Exercise brief =>
Which lines run from the one containing "Wildlife-count tagging: point out every instance of the jeans" to the end of the entries? Quote them exactly, and nothing else.

Records shown =>
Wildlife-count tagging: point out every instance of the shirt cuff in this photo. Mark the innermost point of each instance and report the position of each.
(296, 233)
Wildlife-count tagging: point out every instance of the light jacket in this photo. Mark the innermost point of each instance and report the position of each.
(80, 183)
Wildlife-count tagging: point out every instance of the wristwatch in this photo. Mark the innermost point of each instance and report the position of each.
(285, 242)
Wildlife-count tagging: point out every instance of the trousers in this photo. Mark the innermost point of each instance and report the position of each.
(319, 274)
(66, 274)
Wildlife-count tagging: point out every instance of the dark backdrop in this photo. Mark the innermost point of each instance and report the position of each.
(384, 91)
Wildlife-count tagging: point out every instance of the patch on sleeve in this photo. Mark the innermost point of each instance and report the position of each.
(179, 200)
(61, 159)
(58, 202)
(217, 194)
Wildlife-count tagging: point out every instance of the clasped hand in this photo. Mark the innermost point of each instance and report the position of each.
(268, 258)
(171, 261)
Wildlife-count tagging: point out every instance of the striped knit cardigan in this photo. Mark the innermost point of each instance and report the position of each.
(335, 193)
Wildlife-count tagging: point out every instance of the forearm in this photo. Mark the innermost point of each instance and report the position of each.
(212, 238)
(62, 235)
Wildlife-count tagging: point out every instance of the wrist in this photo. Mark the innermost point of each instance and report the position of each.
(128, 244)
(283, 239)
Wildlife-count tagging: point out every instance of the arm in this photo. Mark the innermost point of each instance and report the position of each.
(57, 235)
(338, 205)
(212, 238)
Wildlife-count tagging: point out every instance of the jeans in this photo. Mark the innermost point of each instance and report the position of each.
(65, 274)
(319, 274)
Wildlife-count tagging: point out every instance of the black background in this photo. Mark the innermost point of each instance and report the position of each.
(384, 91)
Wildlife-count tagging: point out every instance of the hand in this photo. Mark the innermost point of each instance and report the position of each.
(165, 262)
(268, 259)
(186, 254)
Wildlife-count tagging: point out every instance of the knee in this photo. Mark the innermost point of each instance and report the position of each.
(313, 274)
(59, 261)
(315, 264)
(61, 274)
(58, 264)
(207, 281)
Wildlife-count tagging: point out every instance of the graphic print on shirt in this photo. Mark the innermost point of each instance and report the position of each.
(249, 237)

Exercise response =>
Wildlife-count tagging: point out every instance of the jeans in this photo. Mark the innermost point of each instance and report the position of each.
(65, 274)
(319, 274)
Wildlife-count tagging: point out every instance of the black background in this photo. Mark the innermost point of each instance and report the position of each.
(384, 91)
Wildlife-count tagging: point out every instance of the hand in this photo. Mark the innermost point of each instance and report the position of each.
(165, 262)
(268, 259)
(186, 254)
Wildlife-count tagging: point out every instance of the knee in this photo. Mark the innermost point of each instance and report the position of each.
(313, 274)
(59, 261)
(315, 264)
(61, 274)
(58, 264)
(207, 281)
Wildlife-count tagging: point out every instance of the graphic print on shirt in this photo. Mark the innermost point of each instance and report the position of each.
(249, 237)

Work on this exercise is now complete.